## TO BE DONE
Rewrite the records starting at the line containing "locate the trimmed" and ending at the line containing "[0,1,507,259]", changing every "project manager's" to "team lead's" and keeping all else the same. Leave the pictures out.

═════ RAW DATA

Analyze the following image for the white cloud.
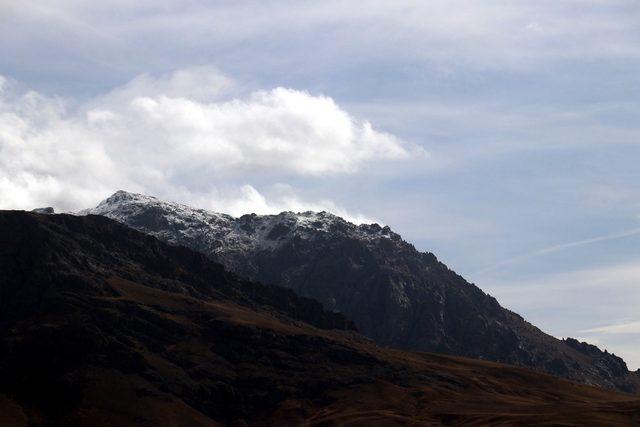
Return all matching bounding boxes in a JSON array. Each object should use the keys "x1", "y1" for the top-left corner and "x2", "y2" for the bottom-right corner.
[{"x1": 0, "y1": 67, "x2": 416, "y2": 213}]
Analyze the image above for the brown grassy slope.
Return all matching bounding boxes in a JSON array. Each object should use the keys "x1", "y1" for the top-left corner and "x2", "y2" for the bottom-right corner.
[{"x1": 0, "y1": 214, "x2": 640, "y2": 426}]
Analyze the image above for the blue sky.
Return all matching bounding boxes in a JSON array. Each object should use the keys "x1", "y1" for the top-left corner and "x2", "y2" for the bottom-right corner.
[{"x1": 0, "y1": 0, "x2": 640, "y2": 369}]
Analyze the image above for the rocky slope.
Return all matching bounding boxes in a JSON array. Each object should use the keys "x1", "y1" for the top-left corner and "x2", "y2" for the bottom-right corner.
[
  {"x1": 0, "y1": 211, "x2": 640, "y2": 427},
  {"x1": 85, "y1": 191, "x2": 639, "y2": 392}
]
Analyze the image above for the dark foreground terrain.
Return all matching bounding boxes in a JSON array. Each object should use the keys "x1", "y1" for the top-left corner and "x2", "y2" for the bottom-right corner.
[
  {"x1": 87, "y1": 191, "x2": 640, "y2": 393},
  {"x1": 0, "y1": 212, "x2": 640, "y2": 426}
]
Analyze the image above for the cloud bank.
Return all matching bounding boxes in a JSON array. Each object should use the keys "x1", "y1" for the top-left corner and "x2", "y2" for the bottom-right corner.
[{"x1": 0, "y1": 67, "x2": 424, "y2": 219}]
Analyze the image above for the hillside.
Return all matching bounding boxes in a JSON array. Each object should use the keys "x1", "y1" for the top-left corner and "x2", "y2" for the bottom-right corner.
[
  {"x1": 86, "y1": 191, "x2": 639, "y2": 392},
  {"x1": 0, "y1": 211, "x2": 640, "y2": 426}
]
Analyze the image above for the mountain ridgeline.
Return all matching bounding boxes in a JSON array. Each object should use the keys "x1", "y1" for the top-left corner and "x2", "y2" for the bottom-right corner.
[
  {"x1": 0, "y1": 211, "x2": 640, "y2": 427},
  {"x1": 83, "y1": 191, "x2": 640, "y2": 393}
]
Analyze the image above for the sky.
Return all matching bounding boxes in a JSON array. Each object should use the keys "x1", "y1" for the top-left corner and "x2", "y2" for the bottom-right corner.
[{"x1": 0, "y1": 0, "x2": 640, "y2": 369}]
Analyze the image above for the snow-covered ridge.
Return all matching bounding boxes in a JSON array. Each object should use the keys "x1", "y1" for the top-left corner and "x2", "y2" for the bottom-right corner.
[{"x1": 79, "y1": 191, "x2": 400, "y2": 253}]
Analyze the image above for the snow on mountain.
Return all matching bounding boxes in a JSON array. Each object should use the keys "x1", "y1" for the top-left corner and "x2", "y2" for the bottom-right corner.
[{"x1": 80, "y1": 191, "x2": 400, "y2": 253}]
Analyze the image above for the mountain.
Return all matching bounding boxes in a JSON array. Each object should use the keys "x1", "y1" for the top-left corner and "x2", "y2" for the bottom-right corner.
[
  {"x1": 0, "y1": 211, "x2": 640, "y2": 427},
  {"x1": 84, "y1": 191, "x2": 640, "y2": 392}
]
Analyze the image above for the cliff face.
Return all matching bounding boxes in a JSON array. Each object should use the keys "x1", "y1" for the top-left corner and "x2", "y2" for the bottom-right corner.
[
  {"x1": 82, "y1": 192, "x2": 638, "y2": 392},
  {"x1": 0, "y1": 211, "x2": 640, "y2": 427}
]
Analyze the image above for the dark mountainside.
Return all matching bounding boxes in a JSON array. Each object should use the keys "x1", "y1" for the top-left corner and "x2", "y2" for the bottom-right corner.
[
  {"x1": 0, "y1": 211, "x2": 640, "y2": 427},
  {"x1": 87, "y1": 191, "x2": 640, "y2": 393}
]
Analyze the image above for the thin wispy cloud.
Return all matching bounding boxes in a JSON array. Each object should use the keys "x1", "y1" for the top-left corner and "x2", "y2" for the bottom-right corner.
[
  {"x1": 582, "y1": 321, "x2": 640, "y2": 335},
  {"x1": 474, "y1": 227, "x2": 640, "y2": 275}
]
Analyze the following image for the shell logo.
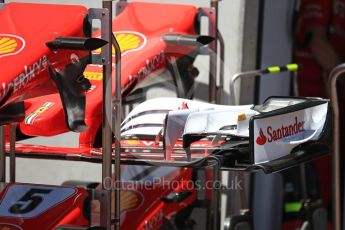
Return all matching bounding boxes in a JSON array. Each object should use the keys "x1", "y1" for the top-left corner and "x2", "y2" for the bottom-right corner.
[
  {"x1": 0, "y1": 34, "x2": 25, "y2": 58},
  {"x1": 96, "y1": 31, "x2": 147, "y2": 56}
]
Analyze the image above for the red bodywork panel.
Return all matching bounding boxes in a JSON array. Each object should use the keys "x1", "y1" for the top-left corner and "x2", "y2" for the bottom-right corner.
[
  {"x1": 0, "y1": 184, "x2": 89, "y2": 230},
  {"x1": 20, "y1": 2, "x2": 198, "y2": 147},
  {"x1": 0, "y1": 3, "x2": 87, "y2": 106}
]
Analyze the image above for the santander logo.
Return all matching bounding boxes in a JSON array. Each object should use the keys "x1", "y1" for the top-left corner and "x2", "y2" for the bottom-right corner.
[
  {"x1": 256, "y1": 128, "x2": 267, "y2": 145},
  {"x1": 256, "y1": 116, "x2": 305, "y2": 145}
]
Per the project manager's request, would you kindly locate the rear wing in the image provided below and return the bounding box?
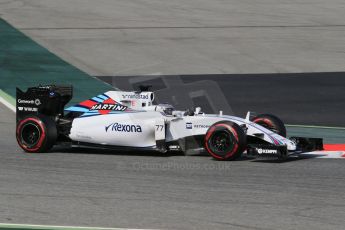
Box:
[16,85,73,122]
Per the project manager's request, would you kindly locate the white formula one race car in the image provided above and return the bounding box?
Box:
[16,85,323,160]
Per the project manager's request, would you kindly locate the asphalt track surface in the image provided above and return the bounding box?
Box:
[99,72,345,126]
[0,0,345,76]
[0,105,345,229]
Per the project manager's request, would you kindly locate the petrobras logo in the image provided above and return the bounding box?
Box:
[17,99,35,104]
[105,122,142,133]
[186,122,193,129]
[256,149,278,154]
[122,94,149,100]
[90,103,127,111]
[193,125,211,129]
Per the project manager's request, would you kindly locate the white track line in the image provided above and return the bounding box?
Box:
[301,151,345,159]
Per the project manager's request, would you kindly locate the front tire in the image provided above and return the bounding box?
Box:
[16,116,57,153]
[204,121,247,160]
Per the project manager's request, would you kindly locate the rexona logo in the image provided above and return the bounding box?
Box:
[186,122,193,129]
[105,123,142,133]
[257,149,278,154]
[90,98,128,114]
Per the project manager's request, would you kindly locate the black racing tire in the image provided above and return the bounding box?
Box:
[204,121,247,161]
[16,115,58,153]
[251,114,286,137]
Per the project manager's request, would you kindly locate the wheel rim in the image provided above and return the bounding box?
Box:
[21,123,41,148]
[209,130,234,156]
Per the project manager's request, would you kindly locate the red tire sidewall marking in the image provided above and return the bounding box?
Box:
[17,117,46,152]
[205,124,239,160]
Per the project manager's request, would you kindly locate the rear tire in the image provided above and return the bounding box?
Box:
[204,121,247,160]
[16,115,57,153]
[251,114,286,137]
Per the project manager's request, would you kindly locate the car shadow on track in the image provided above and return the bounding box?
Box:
[51,146,319,164]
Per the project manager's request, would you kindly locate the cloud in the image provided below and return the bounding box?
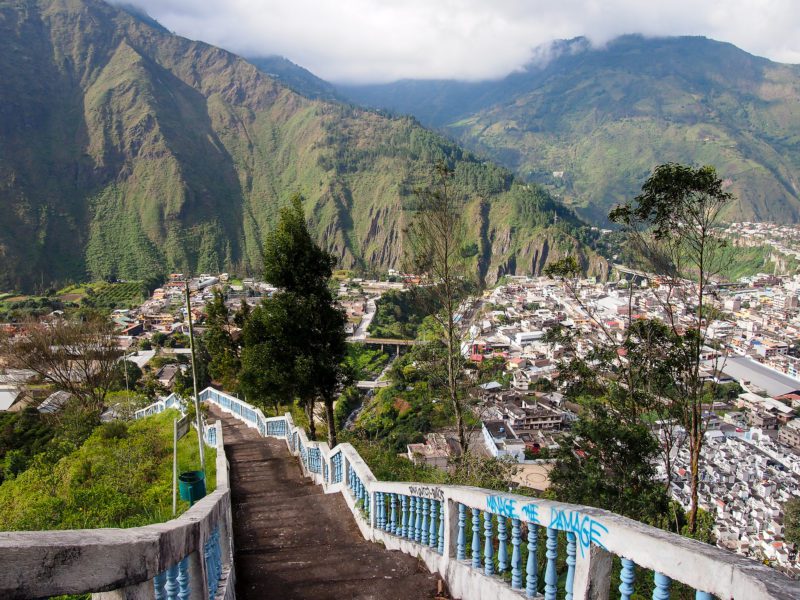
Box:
[120,0,800,82]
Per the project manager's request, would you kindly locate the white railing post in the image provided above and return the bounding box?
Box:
[573,540,613,600]
[442,498,458,561]
[189,548,208,600]
[92,579,156,600]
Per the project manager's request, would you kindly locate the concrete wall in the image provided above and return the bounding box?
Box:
[0,423,235,600]
[205,390,800,600]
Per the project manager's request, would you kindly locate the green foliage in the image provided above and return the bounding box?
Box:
[0,2,600,292]
[783,498,800,545]
[341,36,800,227]
[240,195,346,446]
[333,386,362,430]
[0,411,216,531]
[203,290,241,392]
[0,407,55,483]
[108,357,144,392]
[550,401,668,523]
[356,372,453,452]
[369,290,428,340]
[345,344,389,381]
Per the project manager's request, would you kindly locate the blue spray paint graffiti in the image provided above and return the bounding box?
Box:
[549,506,608,556]
[486,496,608,556]
[522,504,540,525]
[486,496,517,519]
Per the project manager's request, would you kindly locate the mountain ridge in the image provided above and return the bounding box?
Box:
[338,35,800,223]
[0,0,605,289]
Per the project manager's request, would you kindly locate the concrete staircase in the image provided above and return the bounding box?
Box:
[219,406,438,600]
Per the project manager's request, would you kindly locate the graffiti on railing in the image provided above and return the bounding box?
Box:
[408,485,444,501]
[550,506,608,556]
[486,495,608,555]
[486,496,517,519]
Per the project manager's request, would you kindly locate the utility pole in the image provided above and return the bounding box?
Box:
[184,279,206,473]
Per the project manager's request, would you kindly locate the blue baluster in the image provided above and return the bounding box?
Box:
[497,515,508,573]
[419,498,430,546]
[389,494,397,535]
[153,571,167,600]
[511,519,522,590]
[178,556,189,600]
[619,558,636,600]
[653,571,672,600]
[456,502,467,560]
[483,511,494,575]
[414,498,422,542]
[375,492,386,529]
[436,502,444,554]
[164,565,178,600]
[544,527,558,600]
[472,508,481,569]
[564,531,575,600]
[400,494,408,537]
[408,496,417,542]
[428,500,439,549]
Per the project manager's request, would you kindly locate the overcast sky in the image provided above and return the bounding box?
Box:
[127,0,800,82]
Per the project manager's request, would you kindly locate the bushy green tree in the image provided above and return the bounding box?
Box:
[550,400,668,523]
[241,195,346,446]
[203,290,241,392]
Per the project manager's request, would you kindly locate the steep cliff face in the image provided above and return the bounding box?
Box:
[339,35,800,227]
[0,0,593,289]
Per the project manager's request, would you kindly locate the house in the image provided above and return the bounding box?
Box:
[407,433,452,469]
[481,421,525,462]
[0,385,27,412]
[778,419,800,450]
[156,364,186,388]
[36,390,72,414]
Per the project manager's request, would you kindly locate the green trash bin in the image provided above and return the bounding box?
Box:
[178,471,206,505]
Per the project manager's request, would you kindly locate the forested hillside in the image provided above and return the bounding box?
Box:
[339,36,800,227]
[0,0,603,290]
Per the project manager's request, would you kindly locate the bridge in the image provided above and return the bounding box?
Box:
[356,380,391,390]
[347,337,423,346]
[611,263,656,280]
[0,388,798,600]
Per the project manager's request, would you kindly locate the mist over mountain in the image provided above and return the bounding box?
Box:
[0,0,603,289]
[338,35,800,223]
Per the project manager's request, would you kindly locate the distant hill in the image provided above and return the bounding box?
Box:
[338,35,800,222]
[247,56,343,102]
[0,0,604,291]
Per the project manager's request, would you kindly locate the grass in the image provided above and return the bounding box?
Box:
[0,410,216,531]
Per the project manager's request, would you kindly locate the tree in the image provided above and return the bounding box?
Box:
[203,290,241,392]
[241,195,346,446]
[609,163,733,533]
[783,498,800,546]
[0,317,122,414]
[550,400,668,523]
[108,360,143,392]
[407,162,469,456]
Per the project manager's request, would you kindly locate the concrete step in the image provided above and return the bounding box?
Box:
[211,407,446,600]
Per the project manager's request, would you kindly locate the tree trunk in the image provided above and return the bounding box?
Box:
[325,398,337,449]
[689,438,702,533]
[305,400,317,442]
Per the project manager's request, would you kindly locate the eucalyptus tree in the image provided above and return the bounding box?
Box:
[609,163,733,534]
[0,315,122,416]
[406,162,469,454]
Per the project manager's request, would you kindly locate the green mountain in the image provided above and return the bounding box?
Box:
[0,0,604,289]
[339,36,800,222]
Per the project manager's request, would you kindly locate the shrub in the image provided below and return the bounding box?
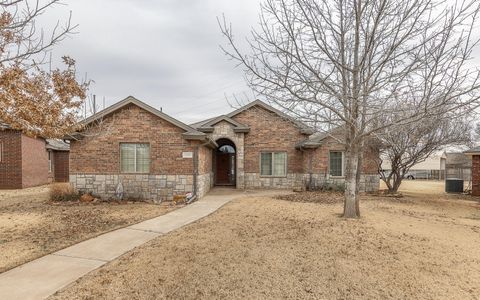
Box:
[50,183,80,201]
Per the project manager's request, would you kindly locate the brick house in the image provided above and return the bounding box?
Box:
[0,125,69,189]
[66,96,379,200]
[463,147,480,196]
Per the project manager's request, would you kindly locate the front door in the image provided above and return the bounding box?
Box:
[215,152,235,185]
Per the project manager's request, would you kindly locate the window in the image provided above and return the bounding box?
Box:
[120,143,150,173]
[260,152,287,177]
[44,151,52,173]
[329,151,343,176]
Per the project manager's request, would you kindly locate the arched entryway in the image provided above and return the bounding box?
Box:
[213,138,237,186]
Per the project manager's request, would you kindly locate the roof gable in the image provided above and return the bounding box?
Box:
[64,96,215,146]
[80,96,196,132]
[197,115,250,132]
[227,100,313,135]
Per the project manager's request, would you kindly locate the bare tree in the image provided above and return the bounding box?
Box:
[0,0,89,137]
[377,115,472,193]
[219,0,480,217]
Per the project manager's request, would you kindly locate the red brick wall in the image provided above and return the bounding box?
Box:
[233,106,307,173]
[22,135,49,188]
[472,155,480,196]
[0,130,22,189]
[70,104,199,175]
[53,151,70,182]
[304,135,379,174]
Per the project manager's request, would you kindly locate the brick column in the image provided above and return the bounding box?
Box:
[472,155,480,196]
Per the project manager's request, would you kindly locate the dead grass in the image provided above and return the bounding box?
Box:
[0,185,173,273]
[48,183,480,299]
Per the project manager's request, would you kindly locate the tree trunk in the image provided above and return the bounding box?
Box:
[388,177,403,194]
[343,146,360,218]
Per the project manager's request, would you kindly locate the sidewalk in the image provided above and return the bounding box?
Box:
[0,189,246,300]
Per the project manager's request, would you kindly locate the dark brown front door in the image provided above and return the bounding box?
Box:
[215,153,235,185]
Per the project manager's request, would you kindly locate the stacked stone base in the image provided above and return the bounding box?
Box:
[245,173,380,192]
[70,174,212,202]
[304,174,380,192]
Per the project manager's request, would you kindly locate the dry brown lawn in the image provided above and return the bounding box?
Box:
[0,186,173,273]
[52,182,480,299]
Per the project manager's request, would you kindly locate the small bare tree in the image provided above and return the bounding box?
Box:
[0,0,88,137]
[219,0,480,218]
[377,115,473,193]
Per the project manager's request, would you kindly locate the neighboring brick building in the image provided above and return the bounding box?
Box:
[0,125,69,189]
[70,97,379,200]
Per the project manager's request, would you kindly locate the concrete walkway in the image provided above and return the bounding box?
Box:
[0,189,268,300]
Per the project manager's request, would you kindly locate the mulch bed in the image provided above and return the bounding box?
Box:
[276,191,344,204]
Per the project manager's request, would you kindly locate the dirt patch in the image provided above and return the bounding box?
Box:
[52,192,480,299]
[275,192,343,204]
[0,186,174,273]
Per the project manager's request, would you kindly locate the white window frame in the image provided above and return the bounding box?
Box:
[47,150,53,173]
[259,151,288,178]
[119,142,152,174]
[328,150,345,178]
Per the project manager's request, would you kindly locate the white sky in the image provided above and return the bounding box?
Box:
[40,0,260,123]
[40,0,480,123]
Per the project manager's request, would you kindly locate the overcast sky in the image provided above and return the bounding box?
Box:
[41,0,480,123]
[42,0,260,123]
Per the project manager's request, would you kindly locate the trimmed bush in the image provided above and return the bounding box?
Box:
[50,183,80,201]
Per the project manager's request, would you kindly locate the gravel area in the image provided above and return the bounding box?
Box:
[51,186,480,299]
[0,186,174,273]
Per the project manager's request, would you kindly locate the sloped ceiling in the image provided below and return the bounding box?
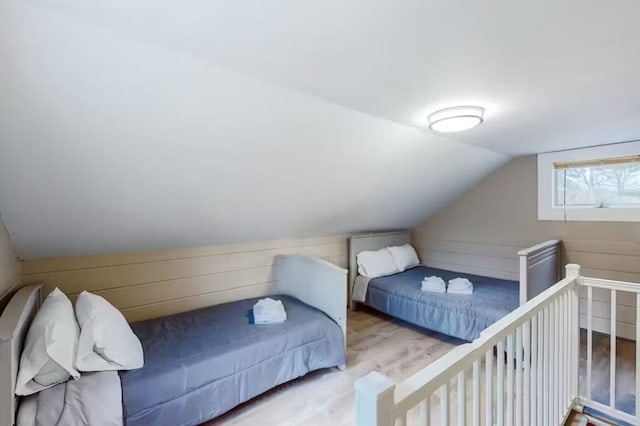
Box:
[0,0,640,258]
[0,1,506,259]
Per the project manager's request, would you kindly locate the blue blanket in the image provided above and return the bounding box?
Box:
[365,266,519,341]
[120,295,346,426]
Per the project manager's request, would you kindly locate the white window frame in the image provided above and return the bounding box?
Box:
[538,141,640,222]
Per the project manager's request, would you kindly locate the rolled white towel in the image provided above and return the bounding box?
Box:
[253,297,287,324]
[447,278,473,294]
[422,276,447,293]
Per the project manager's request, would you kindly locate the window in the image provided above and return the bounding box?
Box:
[538,142,640,221]
[553,155,640,208]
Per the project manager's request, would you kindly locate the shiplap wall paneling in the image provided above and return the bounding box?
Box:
[22,236,348,321]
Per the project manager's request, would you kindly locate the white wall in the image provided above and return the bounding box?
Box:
[413,155,640,338]
[0,218,20,300]
[0,1,505,259]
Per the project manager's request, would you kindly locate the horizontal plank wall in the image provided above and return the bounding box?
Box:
[412,155,640,338]
[22,236,348,322]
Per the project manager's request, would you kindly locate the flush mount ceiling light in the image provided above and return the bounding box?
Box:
[429,106,484,133]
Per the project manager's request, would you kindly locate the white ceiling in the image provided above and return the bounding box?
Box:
[0,0,640,258]
[23,0,640,155]
[0,1,507,259]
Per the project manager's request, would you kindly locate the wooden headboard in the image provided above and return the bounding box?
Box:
[349,231,562,309]
[349,231,411,309]
[0,285,42,426]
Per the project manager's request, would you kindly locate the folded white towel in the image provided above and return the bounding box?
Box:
[447,278,473,294]
[422,276,447,293]
[253,297,287,324]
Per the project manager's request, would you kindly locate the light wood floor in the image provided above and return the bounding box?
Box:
[207,310,463,426]
[206,309,635,426]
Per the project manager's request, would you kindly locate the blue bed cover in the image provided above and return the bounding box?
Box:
[365,265,519,341]
[120,295,345,426]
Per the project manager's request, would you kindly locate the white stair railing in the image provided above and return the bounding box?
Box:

══════════

## FULL ANSWER
Per the team lead's request, would you kindly locate the trimmed bush in the image provided above and return the bounding box?
Box:
[50,183,80,201]
Per the team lead's request, would you kindly locate the gravel area in the image provided above and return the bounding box?
Box:
[51,186,480,299]
[0,186,174,273]
Per the team lead's request, would you kindly locate the sloped ceiling in the image provided below and return the bounding box?
Box:
[0,0,640,258]
[0,1,506,259]
Per the team lead's request, would you kindly locate the blue blanket in the image provided above and return the bounding box?
Box:
[365,266,519,341]
[120,295,346,426]
Per the team lead's request, would you kindly locate the white window frame in the image provided above and return the bounding box?
Box:
[538,141,640,222]
Per the team lead's request, would you kindly locate the rolled white towel in the image provided above and return the bounding box?
Box:
[253,297,287,324]
[447,278,473,294]
[422,276,447,293]
Per the team lead's request, would you kindly locate the window in the image provided above and return the bounding box?
Box:
[538,142,640,221]
[553,155,640,208]
Per the team lead's request, would you kindly locate the shiplap wall paneling in the image provided above and return the bounding box?
Box:
[22,236,348,321]
Per the team lead's request, would you kindly locate the white wall in the image provided above and return the bounding box?
Box:
[413,155,640,338]
[0,218,20,300]
[0,1,505,259]
Per the team lead's request, would you kindly locate the horizontal plank wall in the image provided above and return the bounding box?
Box:
[412,155,640,338]
[22,236,348,322]
Per the team lead's request, would you kindly locate the flush mount ceiling light in the image provided above and return the bounding box?
Box:
[429,106,484,133]
Per the team lead's request, would you kindly locate the white ceiling in the image provided above and return the bounding box?
Box:
[0,0,640,258]
[23,0,640,155]
[0,1,507,259]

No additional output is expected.